Collected data entries

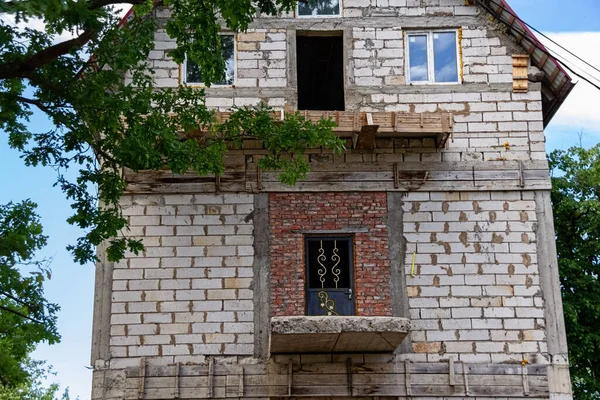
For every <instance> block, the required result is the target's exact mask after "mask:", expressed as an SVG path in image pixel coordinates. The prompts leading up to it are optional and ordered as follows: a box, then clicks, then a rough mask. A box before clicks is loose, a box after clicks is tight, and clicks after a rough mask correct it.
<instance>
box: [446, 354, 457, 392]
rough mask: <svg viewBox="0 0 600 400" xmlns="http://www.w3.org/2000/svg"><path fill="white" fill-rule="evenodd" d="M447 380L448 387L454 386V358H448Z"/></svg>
mask: <svg viewBox="0 0 600 400" xmlns="http://www.w3.org/2000/svg"><path fill="white" fill-rule="evenodd" d="M448 380H449V384H450V386H454V385H455V384H456V380H455V378H454V356H450V357H448Z"/></svg>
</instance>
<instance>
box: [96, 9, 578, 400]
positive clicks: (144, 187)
mask: <svg viewBox="0 0 600 400" xmlns="http://www.w3.org/2000/svg"><path fill="white" fill-rule="evenodd" d="M512 14H513V12H512V10H511V9H510V8H509V7H508V5H507V4H506V3H505V2H504V1H503V0H477V1H466V2H465V0H344V1H343V2H342V1H341V0H328V1H316V2H308V3H300V4H299V6H298V9H297V10H296V11H295V12H294V13H291V14H290V15H282V16H280V17H277V18H264V17H260V18H257V19H256V21H255V22H254V23H253V24H252V26H251V29H250V30H249V31H248V32H246V33H240V34H237V35H233V34H231V35H228V34H227V33H225V34H224V35H225V36H224V37H223V41H222V42H223V54H224V56H225V58H226V61H227V66H226V68H227V79H226V80H225V81H224V82H221V84H220V85H217V86H213V87H211V88H209V89H207V96H208V97H207V104H208V105H209V106H211V107H214V108H216V109H217V110H218V111H219V112H223V113H224V114H223V115H224V116H226V112H227V111H228V110H229V109H230V108H231V107H232V106H234V105H235V106H246V105H257V104H259V103H260V102H265V103H267V104H269V105H270V106H272V107H274V108H275V109H276V110H280V109H281V110H284V109H286V110H290V109H291V110H300V112H301V113H303V114H304V115H305V116H306V117H307V118H311V119H319V118H332V119H333V120H334V121H335V122H336V124H337V128H336V132H337V133H338V134H339V135H340V137H342V138H345V139H346V140H347V148H348V150H347V151H346V152H345V153H344V154H342V155H333V154H332V153H330V152H328V151H327V150H325V149H314V150H312V151H310V152H308V157H309V160H310V165H311V172H310V173H309V174H308V177H307V178H306V179H305V180H302V181H300V182H298V184H297V185H296V186H292V187H290V186H285V185H282V184H280V183H279V182H278V180H277V173H272V172H266V171H261V170H259V169H258V168H257V165H256V162H257V159H258V158H259V157H260V155H261V152H263V150H262V148H261V144H260V143H256V142H252V141H248V142H246V143H245V144H244V148H243V149H241V150H233V151H231V152H230V153H229V155H228V156H227V160H226V161H227V170H226V171H225V174H224V175H223V176H221V177H220V178H219V179H217V178H215V177H197V176H192V175H182V176H176V177H173V176H172V175H171V174H169V173H166V172H165V174H164V175H160V174H158V175H157V174H156V173H153V174H144V173H139V174H135V175H133V174H131V175H130V176H129V178H130V185H129V187H128V194H127V195H126V196H124V197H123V201H122V204H123V210H124V213H125V214H126V215H128V218H129V222H130V225H131V230H130V232H129V234H130V235H132V236H135V237H140V238H142V239H143V241H144V244H145V246H146V250H145V252H144V254H143V255H141V256H139V257H134V256H131V257H129V258H127V259H125V260H123V261H121V262H119V263H115V264H112V263H109V262H106V261H103V262H101V263H99V264H98V266H97V286H96V302H95V304H96V306H95V314H94V337H93V353H92V365H93V366H94V384H93V398H94V399H179V398H180V399H199V398H287V397H293V398H298V397H310V398H325V397H327V398H329V397H344V398H350V397H352V398H369V399H379V398H395V399H408V398H414V399H418V400H426V399H442V398H477V399H506V398H531V397H536V398H546V399H548V398H550V399H570V398H572V397H571V394H570V393H571V389H570V383H569V373H568V362H567V350H566V341H565V333H564V324H563V320H562V305H561V298H560V292H559V284H558V272H557V262H556V252H555V245H554V230H553V225H552V210H551V205H550V198H549V194H550V187H551V186H550V178H549V171H548V163H547V161H546V154H545V148H544V133H543V129H544V126H545V124H547V123H548V122H549V121H550V119H551V118H552V116H553V115H554V113H555V112H556V110H557V109H558V107H559V106H560V104H561V103H562V102H563V100H564V99H565V97H566V96H567V94H568V93H569V91H570V90H571V88H572V86H573V85H572V83H571V80H570V78H569V76H568V75H567V74H566V73H565V72H564V71H563V70H562V69H561V67H560V66H559V64H558V63H557V61H556V60H555V59H553V58H552V57H551V56H549V55H548V54H547V52H546V50H545V49H544V47H543V46H542V45H541V44H540V43H539V42H538V41H537V40H536V39H535V38H534V37H533V35H532V33H531V32H530V31H529V30H528V29H527V28H526V27H525V25H524V24H522V23H521V22H519V20H518V19H517V18H515V16H514V15H512ZM157 15H158V17H159V19H160V20H162V21H163V22H164V20H166V19H167V18H169V12H168V10H166V9H165V10H161V11H158V12H157ZM491 17H493V18H491ZM162 26H164V24H163V25H159V28H160V27H162ZM174 46H175V43H174V42H173V41H172V40H171V39H169V37H168V36H167V35H166V33H165V32H164V30H163V29H159V30H158V31H157V32H156V48H155V51H153V52H151V59H152V60H151V61H152V62H153V63H154V65H155V67H156V68H157V69H158V71H157V75H156V82H157V84H158V85H159V86H163V87H170V86H176V85H180V84H187V85H198V86H201V85H202V77H201V74H199V73H198V69H197V67H196V66H195V65H194V64H193V63H192V62H186V63H184V65H181V66H180V65H177V64H175V63H174V62H173V61H172V60H170V59H169V58H168V57H167V55H166V54H167V51H168V50H169V49H171V48H173V47H174ZM99 254H100V257H101V258H102V257H103V251H102V249H99Z"/></svg>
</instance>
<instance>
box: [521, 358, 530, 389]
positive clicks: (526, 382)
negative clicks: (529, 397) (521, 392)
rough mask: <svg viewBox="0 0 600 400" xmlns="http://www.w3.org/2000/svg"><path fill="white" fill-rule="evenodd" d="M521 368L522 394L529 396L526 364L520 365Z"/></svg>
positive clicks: (527, 378)
mask: <svg viewBox="0 0 600 400" xmlns="http://www.w3.org/2000/svg"><path fill="white" fill-rule="evenodd" d="M521 369H522V370H523V374H522V375H521V376H522V379H523V395H524V396H529V377H528V375H527V364H524V365H522V366H521Z"/></svg>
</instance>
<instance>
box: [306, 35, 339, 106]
mask: <svg viewBox="0 0 600 400" xmlns="http://www.w3.org/2000/svg"><path fill="white" fill-rule="evenodd" d="M314 34H315V32H312V31H304V32H298V35H297V36H296V55H297V57H296V62H297V74H298V109H299V110H323V111H344V61H343V51H344V41H343V38H342V36H341V34H342V32H336V31H332V32H326V34H327V35H328V36H321V35H323V34H324V33H323V32H318V34H319V35H320V36H314Z"/></svg>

● Task statement:
Verbatim copy, pictures excluded: output the lines from the first line of the records above through the line containing "box: [96, 9, 578, 400]".

● Solution to the exercise:
For every <instance> block, the required result is the target's exact mask after "mask:", expressed as an SVG path in image pixel coordinates. The prompts leading up to it are optional and ordered as follows: a box, then clicks, then a rough mask. A box before clicks is loose, a box after clicks is tight, and clicks after a rough mask correct it.
<instance>
box: [446, 354, 457, 392]
rough mask: <svg viewBox="0 0 600 400" xmlns="http://www.w3.org/2000/svg"><path fill="white" fill-rule="evenodd" d="M447 380L448 387L454 386V358H448Z"/></svg>
mask: <svg viewBox="0 0 600 400" xmlns="http://www.w3.org/2000/svg"><path fill="white" fill-rule="evenodd" d="M448 380H449V384H450V386H454V385H455V384H456V380H455V378H454V356H450V357H448Z"/></svg>
</instance>
<instance>
box: [96, 9, 578, 400]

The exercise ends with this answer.